# [REQUIRED ACTION]
Whenever a line below holds the word "blue", copy that line.

━━ PROVIDED RECORDS

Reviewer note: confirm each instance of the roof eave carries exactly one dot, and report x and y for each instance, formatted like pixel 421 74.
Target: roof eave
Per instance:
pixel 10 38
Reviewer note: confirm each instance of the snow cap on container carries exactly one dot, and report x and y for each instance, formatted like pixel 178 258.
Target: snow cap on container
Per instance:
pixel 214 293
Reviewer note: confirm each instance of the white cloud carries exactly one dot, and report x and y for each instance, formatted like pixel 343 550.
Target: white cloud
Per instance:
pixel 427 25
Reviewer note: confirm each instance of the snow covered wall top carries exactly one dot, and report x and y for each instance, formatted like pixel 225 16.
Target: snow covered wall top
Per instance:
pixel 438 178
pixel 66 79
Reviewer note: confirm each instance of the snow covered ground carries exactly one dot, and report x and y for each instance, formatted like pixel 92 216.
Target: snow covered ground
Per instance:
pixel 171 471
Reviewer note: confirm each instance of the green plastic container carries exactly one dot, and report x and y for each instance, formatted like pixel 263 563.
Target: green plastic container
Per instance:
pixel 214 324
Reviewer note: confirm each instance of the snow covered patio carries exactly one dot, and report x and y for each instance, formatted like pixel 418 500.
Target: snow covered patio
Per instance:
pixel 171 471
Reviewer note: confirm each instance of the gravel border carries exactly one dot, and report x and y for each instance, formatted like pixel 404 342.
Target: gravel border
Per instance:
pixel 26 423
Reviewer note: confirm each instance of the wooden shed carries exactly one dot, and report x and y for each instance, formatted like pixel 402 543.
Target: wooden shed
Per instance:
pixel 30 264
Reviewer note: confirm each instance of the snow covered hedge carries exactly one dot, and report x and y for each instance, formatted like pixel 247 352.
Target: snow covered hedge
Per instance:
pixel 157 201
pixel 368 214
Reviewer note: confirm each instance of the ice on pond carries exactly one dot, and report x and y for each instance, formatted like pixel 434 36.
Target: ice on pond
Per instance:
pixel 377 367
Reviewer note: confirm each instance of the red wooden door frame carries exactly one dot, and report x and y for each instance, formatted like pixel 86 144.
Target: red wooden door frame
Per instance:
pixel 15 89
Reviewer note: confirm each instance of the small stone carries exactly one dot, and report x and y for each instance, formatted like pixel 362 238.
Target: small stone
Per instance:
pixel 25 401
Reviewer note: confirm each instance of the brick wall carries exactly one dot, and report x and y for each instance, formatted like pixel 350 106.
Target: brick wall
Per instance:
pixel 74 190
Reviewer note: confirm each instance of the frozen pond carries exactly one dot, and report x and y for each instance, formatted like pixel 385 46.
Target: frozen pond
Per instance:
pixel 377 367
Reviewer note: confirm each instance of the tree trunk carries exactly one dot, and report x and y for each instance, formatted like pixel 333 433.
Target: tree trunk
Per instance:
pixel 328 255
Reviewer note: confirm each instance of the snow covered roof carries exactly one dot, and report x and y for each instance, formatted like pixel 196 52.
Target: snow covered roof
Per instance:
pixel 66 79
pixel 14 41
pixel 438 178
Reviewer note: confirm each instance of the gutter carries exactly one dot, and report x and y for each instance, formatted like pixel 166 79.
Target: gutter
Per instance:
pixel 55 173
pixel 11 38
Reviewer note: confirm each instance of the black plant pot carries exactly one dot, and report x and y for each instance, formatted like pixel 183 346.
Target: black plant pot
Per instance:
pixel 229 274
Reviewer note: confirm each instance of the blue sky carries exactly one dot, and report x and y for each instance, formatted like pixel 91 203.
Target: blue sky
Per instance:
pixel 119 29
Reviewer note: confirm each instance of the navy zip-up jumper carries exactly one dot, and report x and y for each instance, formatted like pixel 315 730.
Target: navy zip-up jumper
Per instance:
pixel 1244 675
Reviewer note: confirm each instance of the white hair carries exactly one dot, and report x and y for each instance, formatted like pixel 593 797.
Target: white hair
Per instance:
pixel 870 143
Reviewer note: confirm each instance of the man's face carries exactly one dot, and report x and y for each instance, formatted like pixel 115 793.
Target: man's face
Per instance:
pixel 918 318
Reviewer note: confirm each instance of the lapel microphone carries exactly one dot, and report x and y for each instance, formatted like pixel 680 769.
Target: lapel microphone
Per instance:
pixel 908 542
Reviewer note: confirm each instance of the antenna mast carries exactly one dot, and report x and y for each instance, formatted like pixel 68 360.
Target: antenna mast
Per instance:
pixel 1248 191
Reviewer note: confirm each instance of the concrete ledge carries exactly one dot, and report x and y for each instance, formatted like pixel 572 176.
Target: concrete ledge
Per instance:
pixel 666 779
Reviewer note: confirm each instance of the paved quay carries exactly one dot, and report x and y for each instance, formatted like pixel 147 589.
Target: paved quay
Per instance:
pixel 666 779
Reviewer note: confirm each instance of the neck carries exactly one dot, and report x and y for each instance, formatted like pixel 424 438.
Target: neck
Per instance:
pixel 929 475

━━━━

# [ANSWER SECTION]
Reviewer note: confirm each instance of the blue sky carries exactly one dot, and report x and y for each instance, formatted like pixel 91 203.
Target: blue sky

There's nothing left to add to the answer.